What is asked:
• 1. From the forum thread below, copy the passage starting at the words "## myaskovsky2002 (Oct" and ending after the words "just among us.".
• 2. Name every distinct username that appears as a post author in the forum thread below.

# Things you actually do, but you feel you shouldn't be doing...



## myaskovsky2002 (Oct 3, 2010)

Well, I smoke, I shouldn't smoke. I have asthma.

What about you? Do you cheat on...LOL. Whatever...

You are welcome to share, just here, just among us.

Martin


----------



## ComposerOfAvantGarde (Dec 2, 2011)

************ in public :angel:


----------



## Mesa (Mar 2, 2012)

ComposerOfAvantGarde said:


> ************ in public


You _savage!_


----------



## ComposerOfAvantGarde (Dec 2, 2011)

Mesa said:


> You _savage!_


Huh? It's not like I'm killing anyone or stealing lots of ... stuff. It's purely for my entertainment. If you don't like it, look away. :tiphat:


----------



## ComposerOfAvantGarde (Dec 2, 2011)

ComposerOfAvantGarde said:


> Huh? It's not like I'm killing anyone or stealing lots of ... stuff. It's purely for my entertainment. If you don't like it, look away. :tiphat:


I didn't say any of this and I most certainly do NOT ********** in public.


----------



## Huilunsoittaja (Apr 6, 2010)

ComposerOfAvantGarde said:


> I didn't say any of this and I most certainly do NOT ********** in public.


But don't you ********* out loud in public sometimes?

:tiphat:


----------



## ComposerOfAvantGarde (Dec 2, 2011)

Huilunsoittaja said:


> But don't you ********* out loud in public sometimes?
> 
> :tiphat:


:devil:

.
.


----------



## jani (Jun 15, 2012)

myaskovsky2002 said:


> Well, I smoke, I shouldn't smoke. I have asthma.
> 
> What about you? Do you cheat on...LOL. Whatever...
> 
> ...


So you are more worried about the environment than your own health?


----------



## ComposerOfAvantGarde (Dec 2, 2011)

jani said:


> So you are more worried about the environment than your own health?


I am. I'm not selfish. I'd rather global warming stop and the Earth's climate go back to normal than live a full, healthy life.


----------



## jani (Jun 15, 2012)

Entries provided:
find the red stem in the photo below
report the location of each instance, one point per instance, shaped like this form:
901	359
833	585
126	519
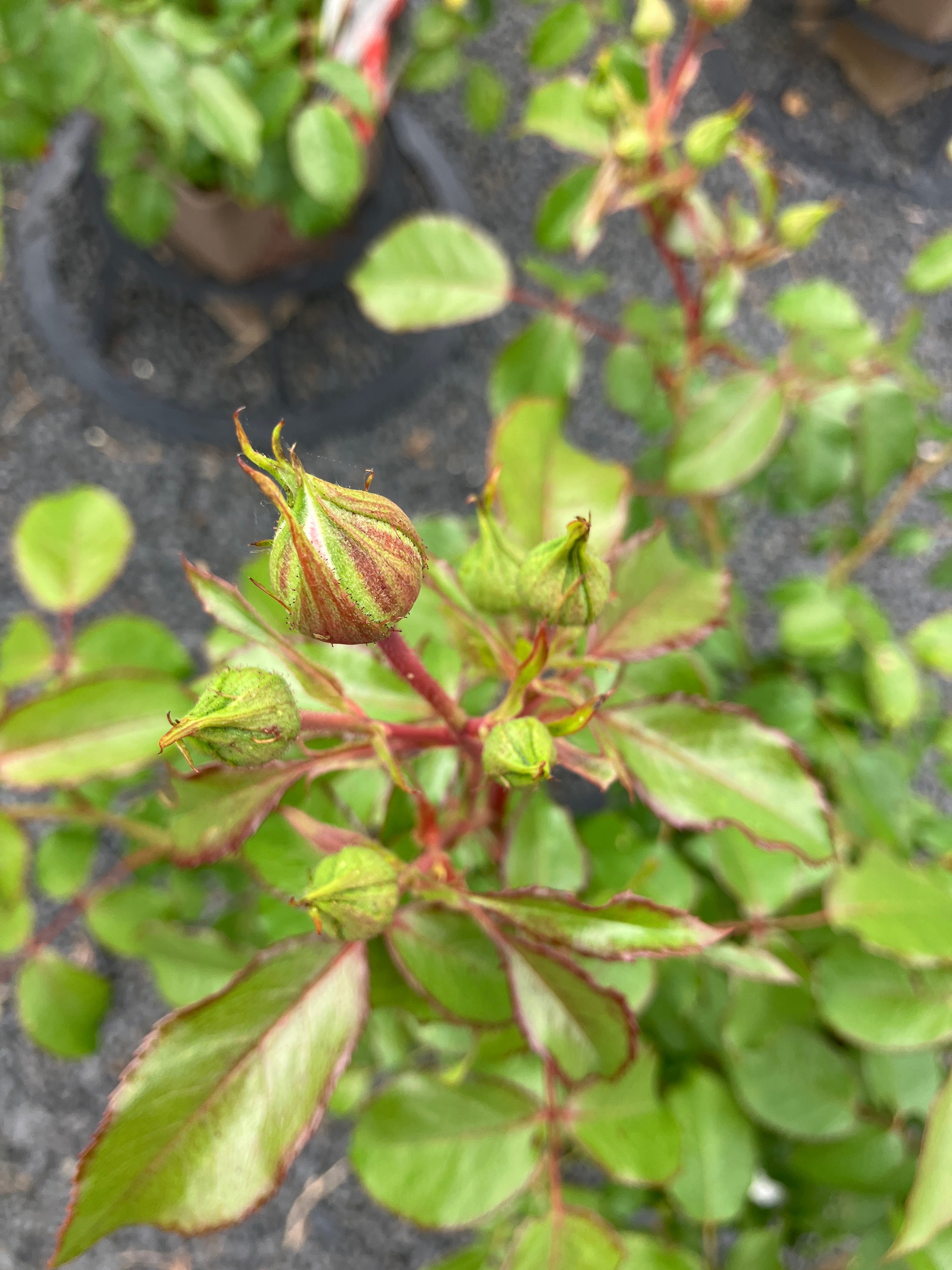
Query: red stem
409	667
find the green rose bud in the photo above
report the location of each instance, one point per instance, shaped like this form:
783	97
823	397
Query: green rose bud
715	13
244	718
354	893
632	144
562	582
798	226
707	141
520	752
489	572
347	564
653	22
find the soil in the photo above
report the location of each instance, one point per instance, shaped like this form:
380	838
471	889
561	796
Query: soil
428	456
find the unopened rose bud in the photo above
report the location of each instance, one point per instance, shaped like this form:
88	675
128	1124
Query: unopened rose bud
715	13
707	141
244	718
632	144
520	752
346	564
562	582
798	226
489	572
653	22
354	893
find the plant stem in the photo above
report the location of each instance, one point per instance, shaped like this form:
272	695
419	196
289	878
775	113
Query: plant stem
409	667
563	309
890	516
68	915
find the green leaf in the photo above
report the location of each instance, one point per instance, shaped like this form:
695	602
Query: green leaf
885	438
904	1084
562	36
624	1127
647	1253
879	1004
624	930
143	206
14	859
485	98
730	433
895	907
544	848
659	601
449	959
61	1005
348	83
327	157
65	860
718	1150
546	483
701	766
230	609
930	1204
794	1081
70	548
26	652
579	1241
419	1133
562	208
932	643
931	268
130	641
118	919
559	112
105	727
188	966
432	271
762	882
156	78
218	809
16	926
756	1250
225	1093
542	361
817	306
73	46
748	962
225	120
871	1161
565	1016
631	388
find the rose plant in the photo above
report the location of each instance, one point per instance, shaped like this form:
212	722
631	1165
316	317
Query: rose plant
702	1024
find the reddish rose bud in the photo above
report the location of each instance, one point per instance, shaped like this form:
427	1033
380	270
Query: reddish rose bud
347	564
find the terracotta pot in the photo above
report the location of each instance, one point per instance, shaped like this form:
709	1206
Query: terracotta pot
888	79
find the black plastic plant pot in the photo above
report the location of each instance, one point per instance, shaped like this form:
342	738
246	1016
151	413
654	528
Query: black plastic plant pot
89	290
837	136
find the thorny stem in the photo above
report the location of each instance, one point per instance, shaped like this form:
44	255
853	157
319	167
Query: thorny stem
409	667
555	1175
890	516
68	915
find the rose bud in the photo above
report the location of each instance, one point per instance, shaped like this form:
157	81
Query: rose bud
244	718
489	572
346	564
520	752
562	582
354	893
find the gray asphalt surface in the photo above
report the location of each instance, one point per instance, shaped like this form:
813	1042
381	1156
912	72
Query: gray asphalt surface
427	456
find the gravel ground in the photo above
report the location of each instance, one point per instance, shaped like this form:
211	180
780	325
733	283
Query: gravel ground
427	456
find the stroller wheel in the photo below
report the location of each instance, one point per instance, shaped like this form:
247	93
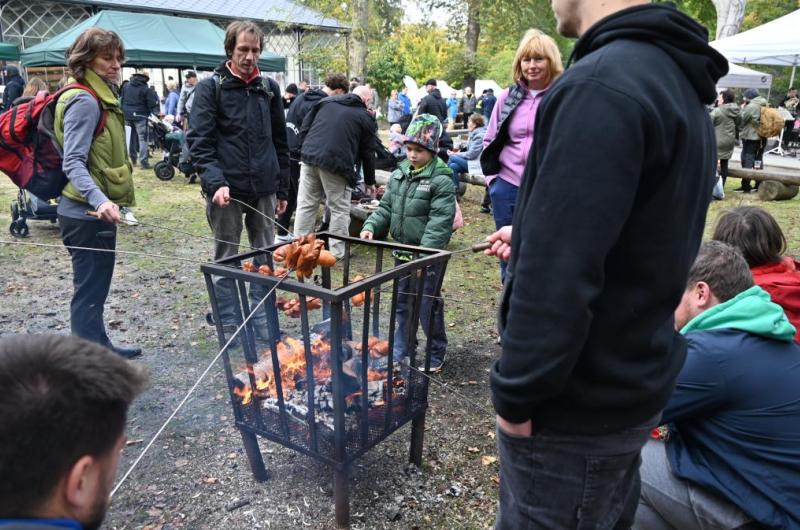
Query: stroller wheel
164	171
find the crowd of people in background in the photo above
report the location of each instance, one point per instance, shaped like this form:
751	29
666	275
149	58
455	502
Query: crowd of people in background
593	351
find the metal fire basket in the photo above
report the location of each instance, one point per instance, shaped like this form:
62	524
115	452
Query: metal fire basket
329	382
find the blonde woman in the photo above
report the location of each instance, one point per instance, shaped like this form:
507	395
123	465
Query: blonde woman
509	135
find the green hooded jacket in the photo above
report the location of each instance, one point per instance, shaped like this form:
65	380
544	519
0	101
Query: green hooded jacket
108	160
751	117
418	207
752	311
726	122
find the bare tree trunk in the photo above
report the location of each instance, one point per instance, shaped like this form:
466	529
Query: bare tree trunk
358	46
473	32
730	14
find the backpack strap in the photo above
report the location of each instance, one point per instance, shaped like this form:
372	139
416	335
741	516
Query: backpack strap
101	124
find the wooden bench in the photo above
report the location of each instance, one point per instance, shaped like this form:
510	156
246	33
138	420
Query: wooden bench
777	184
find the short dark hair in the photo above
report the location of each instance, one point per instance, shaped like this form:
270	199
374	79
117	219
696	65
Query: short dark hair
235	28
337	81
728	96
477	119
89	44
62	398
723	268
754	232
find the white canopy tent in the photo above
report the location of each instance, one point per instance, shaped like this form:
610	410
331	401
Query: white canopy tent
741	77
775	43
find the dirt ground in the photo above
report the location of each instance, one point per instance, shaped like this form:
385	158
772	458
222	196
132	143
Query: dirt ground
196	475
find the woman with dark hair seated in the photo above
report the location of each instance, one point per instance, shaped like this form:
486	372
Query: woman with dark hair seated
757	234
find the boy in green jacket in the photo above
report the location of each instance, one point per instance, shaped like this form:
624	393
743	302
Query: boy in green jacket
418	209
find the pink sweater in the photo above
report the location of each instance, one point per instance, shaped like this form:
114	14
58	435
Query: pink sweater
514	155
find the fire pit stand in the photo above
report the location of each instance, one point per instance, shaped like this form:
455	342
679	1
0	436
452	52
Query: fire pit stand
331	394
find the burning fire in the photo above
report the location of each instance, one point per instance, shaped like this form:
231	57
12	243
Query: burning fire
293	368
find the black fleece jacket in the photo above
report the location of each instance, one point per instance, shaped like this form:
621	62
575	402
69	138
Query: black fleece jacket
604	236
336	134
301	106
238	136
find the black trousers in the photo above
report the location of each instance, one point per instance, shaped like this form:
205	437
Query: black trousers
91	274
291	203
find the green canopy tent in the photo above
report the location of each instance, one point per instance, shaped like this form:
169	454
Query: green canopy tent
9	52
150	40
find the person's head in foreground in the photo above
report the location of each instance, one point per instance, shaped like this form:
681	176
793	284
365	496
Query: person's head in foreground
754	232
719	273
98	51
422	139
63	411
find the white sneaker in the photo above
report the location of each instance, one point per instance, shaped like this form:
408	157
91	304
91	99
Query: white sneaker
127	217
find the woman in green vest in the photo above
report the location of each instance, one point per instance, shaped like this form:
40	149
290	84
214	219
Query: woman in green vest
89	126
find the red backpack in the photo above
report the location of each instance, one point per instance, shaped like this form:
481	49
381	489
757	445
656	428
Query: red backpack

Results in order:
• 1.
## myaskovsky2002 (Oct 3, 2010)

Well, I smoke, I shouldn't smoke. I have asthma.

What about you? Do you cheat on...LOL. Whatever...

You are welcome to share, just here, just among us.

• 2.
myaskovsky2002
ComposerOfAvantGarde
Mesa
Huilunsoittaja
jani